Items from a collection:
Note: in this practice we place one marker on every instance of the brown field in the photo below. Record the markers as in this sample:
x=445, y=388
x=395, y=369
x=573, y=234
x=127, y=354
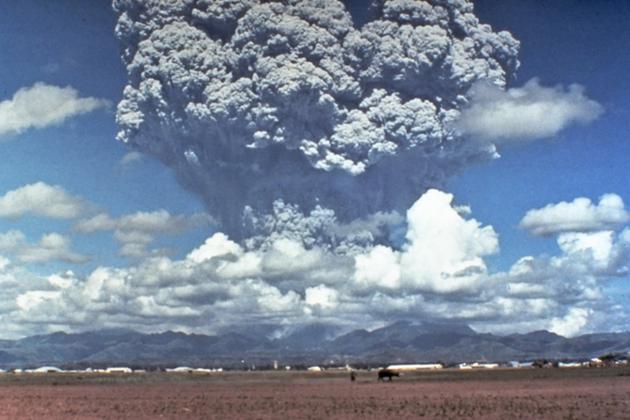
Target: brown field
x=505, y=394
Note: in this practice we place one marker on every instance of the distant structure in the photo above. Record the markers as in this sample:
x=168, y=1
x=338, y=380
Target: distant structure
x=411, y=368
x=118, y=369
x=47, y=369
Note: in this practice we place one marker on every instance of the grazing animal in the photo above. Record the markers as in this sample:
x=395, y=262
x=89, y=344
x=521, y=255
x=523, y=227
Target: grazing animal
x=387, y=373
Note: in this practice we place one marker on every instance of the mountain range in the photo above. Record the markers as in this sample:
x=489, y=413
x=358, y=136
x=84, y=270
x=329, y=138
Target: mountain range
x=400, y=342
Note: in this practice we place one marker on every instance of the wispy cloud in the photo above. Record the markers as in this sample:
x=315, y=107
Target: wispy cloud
x=135, y=232
x=42, y=105
x=51, y=247
x=579, y=215
x=41, y=199
x=526, y=113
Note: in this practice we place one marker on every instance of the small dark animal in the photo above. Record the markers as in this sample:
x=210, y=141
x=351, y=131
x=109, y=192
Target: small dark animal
x=387, y=373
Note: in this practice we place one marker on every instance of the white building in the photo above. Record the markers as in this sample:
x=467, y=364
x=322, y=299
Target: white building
x=47, y=369
x=118, y=369
x=410, y=368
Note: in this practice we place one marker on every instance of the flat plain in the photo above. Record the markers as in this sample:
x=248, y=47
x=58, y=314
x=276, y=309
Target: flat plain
x=584, y=393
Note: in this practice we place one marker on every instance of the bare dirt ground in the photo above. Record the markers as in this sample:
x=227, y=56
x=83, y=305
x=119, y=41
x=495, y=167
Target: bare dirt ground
x=507, y=394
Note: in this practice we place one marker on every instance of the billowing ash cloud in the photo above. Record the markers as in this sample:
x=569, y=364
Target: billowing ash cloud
x=252, y=101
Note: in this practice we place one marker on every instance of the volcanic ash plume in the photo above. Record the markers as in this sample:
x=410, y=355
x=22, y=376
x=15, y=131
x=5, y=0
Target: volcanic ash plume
x=253, y=101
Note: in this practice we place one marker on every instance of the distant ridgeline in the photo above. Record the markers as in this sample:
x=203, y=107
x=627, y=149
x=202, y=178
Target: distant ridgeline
x=401, y=342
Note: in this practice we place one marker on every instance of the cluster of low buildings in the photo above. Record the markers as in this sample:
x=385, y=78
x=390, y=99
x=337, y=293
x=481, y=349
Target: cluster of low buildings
x=112, y=370
x=608, y=360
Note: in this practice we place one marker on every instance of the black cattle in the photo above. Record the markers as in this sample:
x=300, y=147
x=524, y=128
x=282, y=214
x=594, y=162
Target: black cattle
x=387, y=373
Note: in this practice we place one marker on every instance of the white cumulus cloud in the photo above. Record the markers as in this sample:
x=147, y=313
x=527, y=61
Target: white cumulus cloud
x=42, y=105
x=526, y=113
x=579, y=215
x=136, y=231
x=41, y=199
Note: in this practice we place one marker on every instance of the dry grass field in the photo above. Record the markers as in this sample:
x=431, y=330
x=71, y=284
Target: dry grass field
x=502, y=394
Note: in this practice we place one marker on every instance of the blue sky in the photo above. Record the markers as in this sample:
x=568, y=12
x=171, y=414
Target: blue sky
x=71, y=43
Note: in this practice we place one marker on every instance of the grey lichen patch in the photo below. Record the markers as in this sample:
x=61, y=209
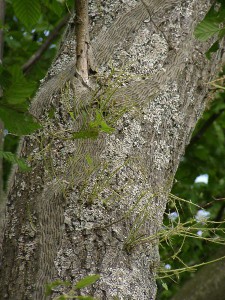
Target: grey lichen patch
x=146, y=55
x=102, y=13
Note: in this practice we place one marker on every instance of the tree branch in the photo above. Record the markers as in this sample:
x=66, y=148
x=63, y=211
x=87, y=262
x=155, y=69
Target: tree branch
x=37, y=55
x=82, y=38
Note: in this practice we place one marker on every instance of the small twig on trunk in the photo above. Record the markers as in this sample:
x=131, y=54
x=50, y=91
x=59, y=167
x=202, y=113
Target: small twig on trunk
x=82, y=38
x=37, y=55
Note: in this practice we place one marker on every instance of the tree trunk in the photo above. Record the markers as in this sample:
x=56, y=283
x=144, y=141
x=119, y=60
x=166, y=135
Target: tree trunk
x=95, y=206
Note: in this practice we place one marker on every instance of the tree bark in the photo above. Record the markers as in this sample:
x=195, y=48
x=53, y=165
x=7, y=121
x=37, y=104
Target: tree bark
x=96, y=205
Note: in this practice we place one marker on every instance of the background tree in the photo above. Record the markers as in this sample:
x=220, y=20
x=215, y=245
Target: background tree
x=85, y=209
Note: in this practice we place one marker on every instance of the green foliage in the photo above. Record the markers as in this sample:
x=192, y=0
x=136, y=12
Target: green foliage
x=212, y=26
x=28, y=11
x=27, y=25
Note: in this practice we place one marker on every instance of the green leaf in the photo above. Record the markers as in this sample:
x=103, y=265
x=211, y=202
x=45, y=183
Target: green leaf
x=206, y=29
x=18, y=123
x=84, y=297
x=18, y=92
x=86, y=134
x=88, y=280
x=50, y=286
x=12, y=158
x=106, y=128
x=55, y=6
x=89, y=160
x=164, y=285
x=213, y=48
x=28, y=11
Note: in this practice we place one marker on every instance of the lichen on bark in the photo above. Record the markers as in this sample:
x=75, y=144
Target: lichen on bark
x=88, y=203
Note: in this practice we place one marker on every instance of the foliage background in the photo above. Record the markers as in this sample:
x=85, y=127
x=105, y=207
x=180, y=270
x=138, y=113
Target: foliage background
x=28, y=24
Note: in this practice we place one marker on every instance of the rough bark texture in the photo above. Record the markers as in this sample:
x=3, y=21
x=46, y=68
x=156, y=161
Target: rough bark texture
x=96, y=206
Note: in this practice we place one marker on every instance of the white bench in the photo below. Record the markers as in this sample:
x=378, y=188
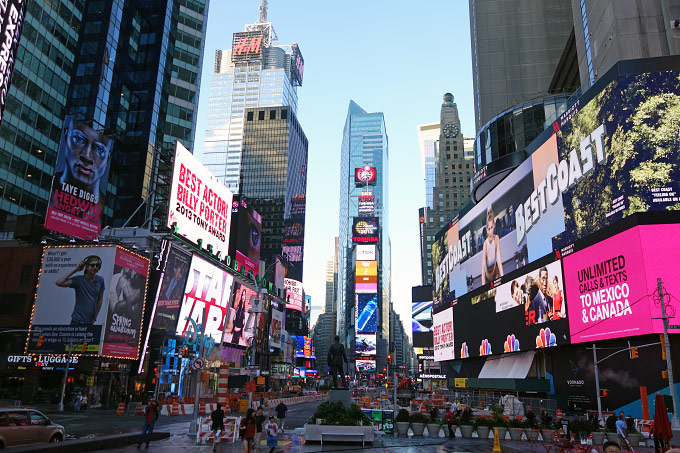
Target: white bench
x=362, y=435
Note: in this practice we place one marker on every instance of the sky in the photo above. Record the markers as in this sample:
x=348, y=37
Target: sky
x=395, y=57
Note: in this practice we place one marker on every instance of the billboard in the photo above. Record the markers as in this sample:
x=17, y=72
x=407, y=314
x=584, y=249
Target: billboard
x=200, y=206
x=366, y=205
x=366, y=366
x=127, y=293
x=247, y=45
x=365, y=252
x=612, y=285
x=208, y=287
x=366, y=344
x=246, y=234
x=12, y=14
x=80, y=179
x=365, y=175
x=294, y=294
x=92, y=296
x=175, y=263
x=611, y=155
x=366, y=313
x=238, y=322
x=442, y=335
x=365, y=230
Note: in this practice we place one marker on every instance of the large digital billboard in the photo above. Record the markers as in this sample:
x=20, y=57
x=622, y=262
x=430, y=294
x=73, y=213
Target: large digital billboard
x=366, y=313
x=79, y=184
x=200, y=206
x=246, y=234
x=612, y=285
x=208, y=287
x=608, y=157
x=92, y=297
x=12, y=14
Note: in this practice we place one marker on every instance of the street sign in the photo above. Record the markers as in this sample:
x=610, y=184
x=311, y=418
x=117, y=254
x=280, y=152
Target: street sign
x=198, y=363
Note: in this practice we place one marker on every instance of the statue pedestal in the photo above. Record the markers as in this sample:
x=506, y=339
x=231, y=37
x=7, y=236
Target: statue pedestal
x=343, y=395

REQUIRED WORK
Update the lines starting with the one that contains "the tree bark" and going on through the one that contains "x=88, y=203": write them out again with "sample" changed to "template" and nothing else altered. Give only those lines.

WRITTEN SOLUTION
Note: in this practice we place one marker on every instance of the tree bark in the photo above. Record the markers as in this template:
x=195, y=48
x=53, y=165
x=7, y=121
x=37, y=104
Target: tree bark
x=96, y=205
Note: in this practice we place one marker on every instance of the background tree in the photo above. Record the markers as in this template:
x=220, y=20
x=215, y=245
Target: background tree
x=85, y=209
Note: in this practice we place one marker on every instance of the green foliage in the photo above. Record the markers as in this template:
x=192, y=0
x=136, y=12
Target: green foliage
x=212, y=26
x=28, y=11
x=27, y=25
Note: in this practice we place one marker on every instance of the green leaf in the photo above. Record the markers as in this template:
x=103, y=265
x=211, y=202
x=45, y=183
Target: green leaf
x=206, y=29
x=18, y=123
x=84, y=297
x=18, y=92
x=86, y=134
x=88, y=280
x=50, y=286
x=12, y=158
x=106, y=128
x=55, y=6
x=89, y=160
x=164, y=285
x=213, y=48
x=28, y=11
Note: in this practice we place one marker on every instance of the lichen on bark in the photo above. Record the markers as in this template:
x=75, y=144
Target: lichen on bark
x=88, y=203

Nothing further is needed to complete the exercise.